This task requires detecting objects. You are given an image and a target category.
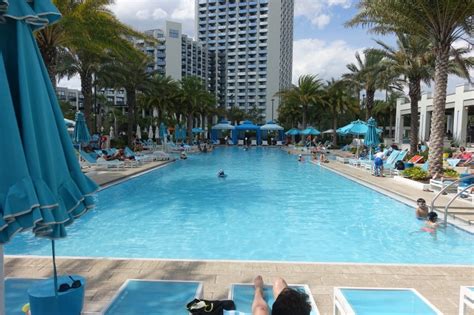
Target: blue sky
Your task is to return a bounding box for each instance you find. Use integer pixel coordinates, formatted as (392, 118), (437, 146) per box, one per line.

+ + + + +

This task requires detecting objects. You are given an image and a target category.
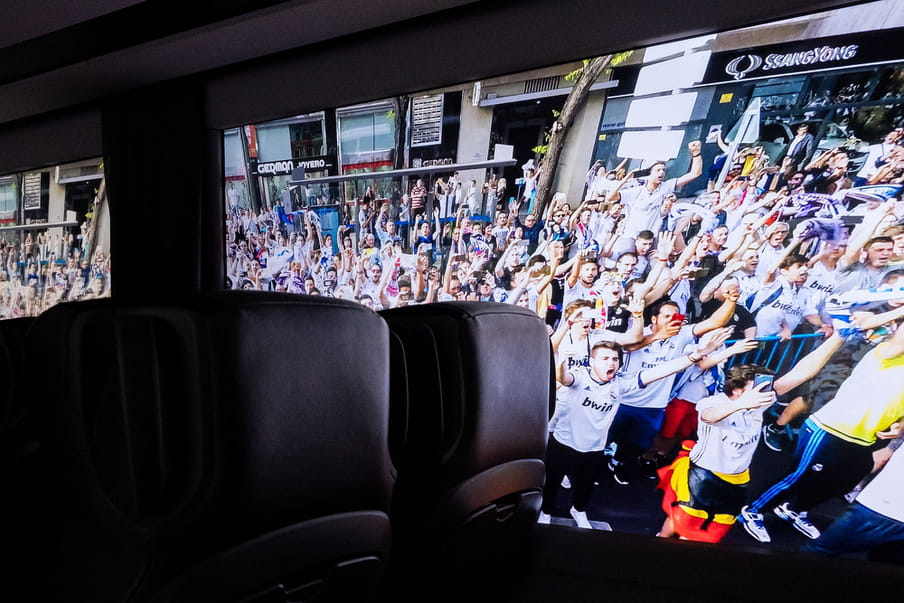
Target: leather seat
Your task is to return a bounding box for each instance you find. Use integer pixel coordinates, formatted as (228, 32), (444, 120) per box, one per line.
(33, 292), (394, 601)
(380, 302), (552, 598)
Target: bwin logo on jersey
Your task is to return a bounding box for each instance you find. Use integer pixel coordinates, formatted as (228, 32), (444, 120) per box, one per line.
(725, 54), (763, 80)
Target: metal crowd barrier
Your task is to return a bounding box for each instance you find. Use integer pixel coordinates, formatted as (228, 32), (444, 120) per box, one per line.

+ + + + +

Task instructions. Give the lines of the records from the line with "Target: bwin logo on jersey" up to and including the line with "(725, 54), (763, 80)" as a Markdown table with two columns, Row and Line. Number each row and leave out blank lines.

Final answer.
| Row | Line |
|---|---|
| 1 | Target: bwin logo on jersey |
| 2 | Your task is to return a bounding box for each instance you find. Use integer pixel coordinates, formatted as (228, 32), (444, 120) per box, one per line. |
| 3 | (725, 54), (763, 80) |